> [Required work]: Leave out the pictures and repeat everything else in the records exactly.

> [Data]:

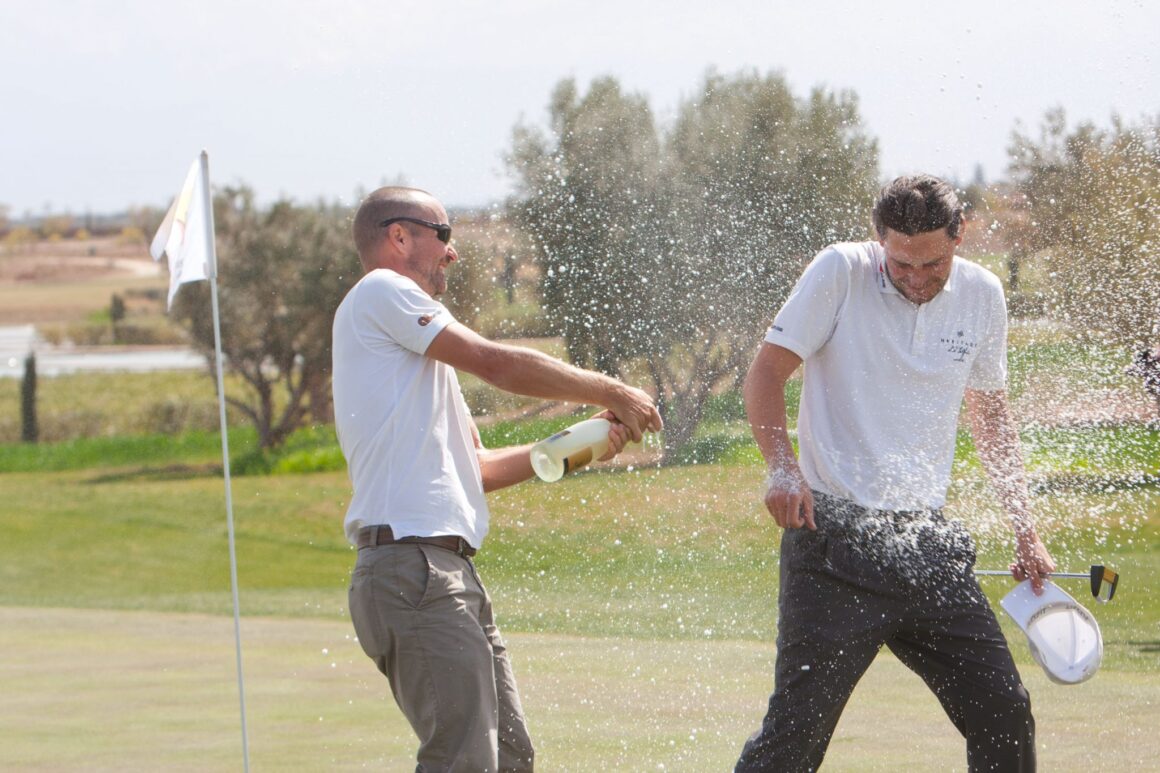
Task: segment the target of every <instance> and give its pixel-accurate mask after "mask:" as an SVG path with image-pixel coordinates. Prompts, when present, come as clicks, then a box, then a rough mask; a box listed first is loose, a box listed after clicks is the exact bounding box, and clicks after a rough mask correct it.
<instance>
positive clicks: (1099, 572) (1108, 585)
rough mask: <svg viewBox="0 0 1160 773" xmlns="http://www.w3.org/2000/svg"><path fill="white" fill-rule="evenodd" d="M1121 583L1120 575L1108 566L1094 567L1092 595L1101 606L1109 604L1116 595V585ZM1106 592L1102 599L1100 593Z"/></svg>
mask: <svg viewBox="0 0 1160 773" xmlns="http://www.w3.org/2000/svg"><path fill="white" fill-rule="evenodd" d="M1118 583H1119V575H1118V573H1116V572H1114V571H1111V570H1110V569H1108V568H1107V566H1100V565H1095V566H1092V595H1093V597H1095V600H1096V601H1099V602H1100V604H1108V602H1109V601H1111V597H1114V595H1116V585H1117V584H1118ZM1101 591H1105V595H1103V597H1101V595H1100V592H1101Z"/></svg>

> [Reply to the task]:
Task: segment the target of every <instance> and give its pixel-accurate mask after "mask:" as an SVG path with image-pixel coordinates. Prompts, when present, come as clicks, then a box, then a rough mask; a box listed first is loose, a box listed after clicks is the exact bounding box, and clicks after a rough mask correct it.
<instance>
positive clicks: (1099, 572) (1108, 585)
rough mask: <svg viewBox="0 0 1160 773" xmlns="http://www.w3.org/2000/svg"><path fill="white" fill-rule="evenodd" d="M1121 583L1120 575L1108 566L1094 567L1092 595L1101 606L1109 604L1116 595V585ZM1106 592L1102 599L1100 593Z"/></svg>
mask: <svg viewBox="0 0 1160 773" xmlns="http://www.w3.org/2000/svg"><path fill="white" fill-rule="evenodd" d="M1118 583H1119V575H1118V573H1116V572H1114V571H1111V570H1110V569H1108V568H1107V566H1100V565H1095V566H1092V595H1093V597H1095V600H1096V601H1099V602H1100V604H1108V602H1109V601H1111V597H1114V595H1116V585H1117V584H1118ZM1101 591H1105V595H1103V597H1101V595H1100V592H1101Z"/></svg>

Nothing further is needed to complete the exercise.